### [VORLIEGENDER TEXT]
Rechtsmittelinstanz:
VGH München, Beschluss vom 17.08.2022 – 15 ZB 22.1402
Fundstelle:
BeckRS 2022, 22243

Tenor

I.Die Klage wird abgewiesen.
II.Der Kläger trägt die Kosten des Verfahrens.
III.Das Urteil ist im Kostenpunkt vorläufig vollstreckbar.  

Tatbestand

1
Der Kläger wendet sich gegen eine zwangsgeldbewehrte Beseitigungsanordnung hinsichtlich einer Halle und Nebengebäuden.
2
Bei einer Baukontrolle am 13. Oktober 2005 stellte das Landratsamt Tirschenreuth fest, dass auf dem Grundstück Fl.-Nr. 249 der Gemarkung T* … eine Halle (Grundfläche 17,75 m x 7,59 m) und Nebengebäude errichtet wurden. Die Halle dient als Unterstellraum für forstwirtschaftliche Geräte (Traktoren, Anhänger, Forstseilwinde), die vier Nebengebäude auf dem Grundstück werden in Form von zwei Holzlegen, einem Schuppen für Hasenställe und einer Voliere für Kleintierhaltung genutzt. Alle baulichen Anlagen liegen innerhalb der Schutzzone des Naturparks Steinwald.

### [DATENAUSZÜGE]
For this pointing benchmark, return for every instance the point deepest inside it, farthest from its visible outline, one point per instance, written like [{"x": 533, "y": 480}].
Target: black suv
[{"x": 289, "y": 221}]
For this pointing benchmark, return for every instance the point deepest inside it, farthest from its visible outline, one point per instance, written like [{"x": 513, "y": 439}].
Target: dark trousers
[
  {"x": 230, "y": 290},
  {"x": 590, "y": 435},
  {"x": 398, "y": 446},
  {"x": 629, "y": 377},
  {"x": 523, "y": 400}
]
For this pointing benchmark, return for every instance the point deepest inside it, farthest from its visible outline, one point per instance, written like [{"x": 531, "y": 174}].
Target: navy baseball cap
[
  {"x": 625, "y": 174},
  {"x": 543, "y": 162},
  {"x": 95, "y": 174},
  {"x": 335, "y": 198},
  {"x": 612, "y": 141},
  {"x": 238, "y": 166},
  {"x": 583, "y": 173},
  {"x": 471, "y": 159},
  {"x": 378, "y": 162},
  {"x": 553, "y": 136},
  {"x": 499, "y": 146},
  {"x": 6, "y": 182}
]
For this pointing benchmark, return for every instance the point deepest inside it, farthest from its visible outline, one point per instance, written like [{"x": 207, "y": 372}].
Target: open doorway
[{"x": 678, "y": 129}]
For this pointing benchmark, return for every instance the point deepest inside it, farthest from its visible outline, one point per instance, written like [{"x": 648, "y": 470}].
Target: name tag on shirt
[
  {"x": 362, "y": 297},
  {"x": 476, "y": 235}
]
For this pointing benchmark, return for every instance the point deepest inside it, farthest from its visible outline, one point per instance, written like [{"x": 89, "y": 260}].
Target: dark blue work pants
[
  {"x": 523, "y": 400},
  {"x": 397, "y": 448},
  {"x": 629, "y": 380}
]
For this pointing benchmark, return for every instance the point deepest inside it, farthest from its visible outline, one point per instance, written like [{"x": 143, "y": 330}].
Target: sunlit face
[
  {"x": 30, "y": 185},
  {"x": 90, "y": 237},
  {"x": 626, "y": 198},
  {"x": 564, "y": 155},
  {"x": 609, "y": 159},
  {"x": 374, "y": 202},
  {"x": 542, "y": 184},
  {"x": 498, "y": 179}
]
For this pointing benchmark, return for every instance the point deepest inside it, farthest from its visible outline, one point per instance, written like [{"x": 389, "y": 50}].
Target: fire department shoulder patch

### [GEGEBENE AUFGABE]
Gib aus dem Text zur Beseitigungsanordnung den Abschnitt wortgetreu aus, beginnend bei „III.Das Urteil ist“ und fortlaufend bis einschließlich „Halle und Nebengebäuden.“.

### [ENDERGEBNIS]
III.Das Urteil ist im Kostenpunkt vorläufig vollstreckbar.  

Tatbestand

1
Der Kläger wendet sich gegen eine zwangsgeldbewehrte Beseitigungsanordnung hinsichtlich einer Halle und Nebengebäuden.